Sigma provides bioremediation services at apartments
In the early 1990s, chlorinated solvent contamination from dry cleaning and metal finishing industries was detected in the southern portion of a 20-acre apartment complex property. Concentrations of tetrachloroethylene (PCE), trichloroethylene (TCE), and their associated degradation products, as well as petroleum-based solvents such as toluene and xylene were observed in both soil and groundwater samples collected at the site.
Multi-phase subsurface investigations involving soil and groundwater sampling and vapor intrusion assessments were performed at both on- and off-site locations under the direction of the Wisconsin Department of Natural Resources (WDNR), Department of Health and Human Services, and City of Milwaukee Health Department.
Following extensive investigation and source area delineation efforts, The Sigma Group prepared a conceptual remedial action plan. The conceptual plan included a field pilot study to evaluate the in situ source treatment strategy. Based on the field pilot study performed, enhanced anaerobic bioremediation was identified as the most cost-effective and applicable remediation technology to address volatile organic compounds at the site.

◇ ◇ ◇ ◇ ◇

== WORK INSTRUCTION A ==
In the Sigma bioremediation text, which remediation technology did the field pilot study identify as the most cost-effective and applicable?
== WORK INSTRUCTION B ==
List every agency that the Sigma bioremediation text says directed the subsurface investigations.
Use nothing beyond the Sigma bioremediation text.

◇ ◇ ◇ ◇ ◇

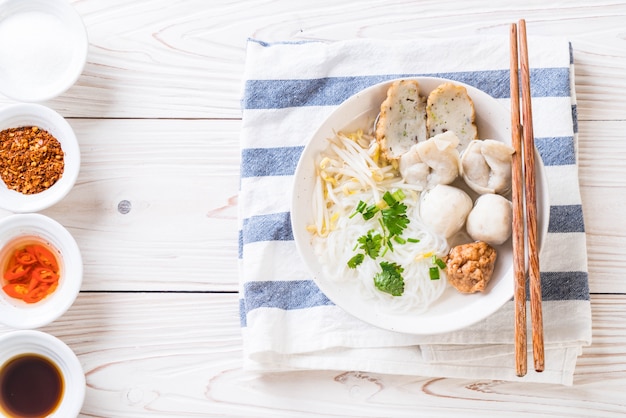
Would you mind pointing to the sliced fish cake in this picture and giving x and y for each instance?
(402, 120)
(449, 108)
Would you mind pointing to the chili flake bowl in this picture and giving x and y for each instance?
(20, 230)
(26, 344)
(49, 33)
(27, 115)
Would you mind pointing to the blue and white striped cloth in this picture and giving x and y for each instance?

◇ ◇ ◇ ◇ ◇

== RESPONSE A ==
Enhanced anaerobic bioremediation

== RESPONSE B ==
- Wisconsin Department of Natural Resources (WDNR)
- Department of Health and Human Services
- City of Milwaukee Health Department